In the records below, find every line with the word "before" and copy it.

------

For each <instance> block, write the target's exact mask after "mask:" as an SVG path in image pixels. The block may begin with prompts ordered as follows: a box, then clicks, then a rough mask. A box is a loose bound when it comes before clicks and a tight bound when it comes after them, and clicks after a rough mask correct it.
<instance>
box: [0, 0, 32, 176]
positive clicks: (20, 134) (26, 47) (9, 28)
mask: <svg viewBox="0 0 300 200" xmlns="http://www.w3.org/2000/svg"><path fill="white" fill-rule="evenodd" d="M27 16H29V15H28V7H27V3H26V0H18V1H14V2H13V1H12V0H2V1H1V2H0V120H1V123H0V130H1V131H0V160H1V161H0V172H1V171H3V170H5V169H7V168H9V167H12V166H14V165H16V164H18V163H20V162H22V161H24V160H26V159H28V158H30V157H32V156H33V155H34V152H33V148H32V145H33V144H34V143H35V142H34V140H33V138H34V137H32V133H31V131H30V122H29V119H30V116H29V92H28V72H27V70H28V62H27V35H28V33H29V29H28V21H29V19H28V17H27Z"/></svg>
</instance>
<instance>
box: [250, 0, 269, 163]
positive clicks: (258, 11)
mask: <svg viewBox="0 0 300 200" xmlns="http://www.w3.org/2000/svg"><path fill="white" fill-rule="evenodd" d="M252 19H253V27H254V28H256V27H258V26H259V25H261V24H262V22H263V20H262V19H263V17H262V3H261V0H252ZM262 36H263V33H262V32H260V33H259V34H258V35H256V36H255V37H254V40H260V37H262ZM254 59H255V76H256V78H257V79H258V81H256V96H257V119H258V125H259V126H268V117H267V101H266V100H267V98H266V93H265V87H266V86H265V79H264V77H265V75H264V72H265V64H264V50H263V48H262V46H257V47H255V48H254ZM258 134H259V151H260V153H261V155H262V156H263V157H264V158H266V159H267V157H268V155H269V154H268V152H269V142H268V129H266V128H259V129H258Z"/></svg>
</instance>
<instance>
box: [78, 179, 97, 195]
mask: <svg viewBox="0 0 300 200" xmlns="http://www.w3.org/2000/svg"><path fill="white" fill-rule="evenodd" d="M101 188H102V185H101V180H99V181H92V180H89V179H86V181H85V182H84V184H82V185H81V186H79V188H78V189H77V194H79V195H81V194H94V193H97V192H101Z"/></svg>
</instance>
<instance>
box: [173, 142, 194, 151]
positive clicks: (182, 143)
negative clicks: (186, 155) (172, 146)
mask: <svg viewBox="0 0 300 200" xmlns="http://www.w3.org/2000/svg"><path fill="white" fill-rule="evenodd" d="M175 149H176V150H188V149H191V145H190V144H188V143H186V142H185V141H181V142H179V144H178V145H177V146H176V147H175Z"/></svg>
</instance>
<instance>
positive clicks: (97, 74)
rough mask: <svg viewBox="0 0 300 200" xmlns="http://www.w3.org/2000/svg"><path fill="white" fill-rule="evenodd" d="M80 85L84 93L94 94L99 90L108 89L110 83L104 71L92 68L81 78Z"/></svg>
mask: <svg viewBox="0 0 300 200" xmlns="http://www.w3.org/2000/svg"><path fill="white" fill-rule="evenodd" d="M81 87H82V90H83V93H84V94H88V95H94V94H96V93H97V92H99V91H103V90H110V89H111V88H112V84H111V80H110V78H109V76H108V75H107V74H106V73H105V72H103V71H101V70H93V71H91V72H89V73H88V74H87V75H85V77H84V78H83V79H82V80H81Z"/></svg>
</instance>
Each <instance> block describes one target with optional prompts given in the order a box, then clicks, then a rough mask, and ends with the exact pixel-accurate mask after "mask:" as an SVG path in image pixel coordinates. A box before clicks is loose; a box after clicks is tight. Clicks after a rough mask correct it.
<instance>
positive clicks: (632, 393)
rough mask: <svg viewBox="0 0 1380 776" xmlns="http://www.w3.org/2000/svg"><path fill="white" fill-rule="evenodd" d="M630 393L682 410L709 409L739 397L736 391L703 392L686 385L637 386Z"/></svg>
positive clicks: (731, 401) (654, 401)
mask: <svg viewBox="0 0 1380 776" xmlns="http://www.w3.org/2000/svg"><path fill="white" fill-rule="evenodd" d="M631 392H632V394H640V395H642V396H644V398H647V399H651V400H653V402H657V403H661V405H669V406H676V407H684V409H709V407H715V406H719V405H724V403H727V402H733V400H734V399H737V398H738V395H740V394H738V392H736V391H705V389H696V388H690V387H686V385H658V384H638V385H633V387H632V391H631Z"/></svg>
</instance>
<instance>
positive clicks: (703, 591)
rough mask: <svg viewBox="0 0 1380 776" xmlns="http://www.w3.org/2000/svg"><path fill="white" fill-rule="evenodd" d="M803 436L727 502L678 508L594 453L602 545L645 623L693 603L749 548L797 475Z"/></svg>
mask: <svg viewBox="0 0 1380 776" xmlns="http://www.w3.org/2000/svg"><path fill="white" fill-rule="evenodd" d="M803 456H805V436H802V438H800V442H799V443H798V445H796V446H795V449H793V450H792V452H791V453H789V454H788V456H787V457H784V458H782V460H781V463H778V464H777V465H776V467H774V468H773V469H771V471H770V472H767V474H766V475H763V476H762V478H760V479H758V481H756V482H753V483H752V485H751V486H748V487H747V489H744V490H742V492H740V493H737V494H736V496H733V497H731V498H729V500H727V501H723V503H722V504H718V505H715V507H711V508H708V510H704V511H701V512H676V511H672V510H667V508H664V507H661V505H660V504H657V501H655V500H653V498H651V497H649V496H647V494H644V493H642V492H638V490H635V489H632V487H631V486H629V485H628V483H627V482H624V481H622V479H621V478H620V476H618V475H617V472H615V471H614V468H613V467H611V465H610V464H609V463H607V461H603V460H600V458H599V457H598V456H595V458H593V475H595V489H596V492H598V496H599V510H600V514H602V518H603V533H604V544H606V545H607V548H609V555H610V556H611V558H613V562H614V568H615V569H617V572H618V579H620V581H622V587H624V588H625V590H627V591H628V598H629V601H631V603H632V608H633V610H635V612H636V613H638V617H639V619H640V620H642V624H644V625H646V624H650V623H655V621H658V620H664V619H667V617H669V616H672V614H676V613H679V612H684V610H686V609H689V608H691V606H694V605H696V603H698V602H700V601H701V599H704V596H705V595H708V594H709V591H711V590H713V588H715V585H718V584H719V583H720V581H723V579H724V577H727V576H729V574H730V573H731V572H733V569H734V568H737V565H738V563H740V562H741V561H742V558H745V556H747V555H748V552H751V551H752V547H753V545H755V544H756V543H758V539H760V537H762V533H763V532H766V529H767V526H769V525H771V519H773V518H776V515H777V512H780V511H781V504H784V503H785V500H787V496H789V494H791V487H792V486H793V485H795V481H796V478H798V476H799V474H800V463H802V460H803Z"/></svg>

------

_REPLY TO THE TASK_
For each <instance> block, write the target's exact mask after "mask:" as an SVG path in image pixels. The block may begin with prompts ordered as follows: a box, then clicks, then a rough mask. A box is a loose bound when it comes before clicks and a tight bound when it comes after them, and clicks after a rough mask correct it.
Each <instance> block describes one target with optional prompts given in the order a box, then clicks, then a rough mask, and ends with the exact pixel-accurate mask after "mask:" as an SVG path in image pixel coordinates. A box before clicks is loose; a box after clicks is tight. Clicks after a rough mask correct it.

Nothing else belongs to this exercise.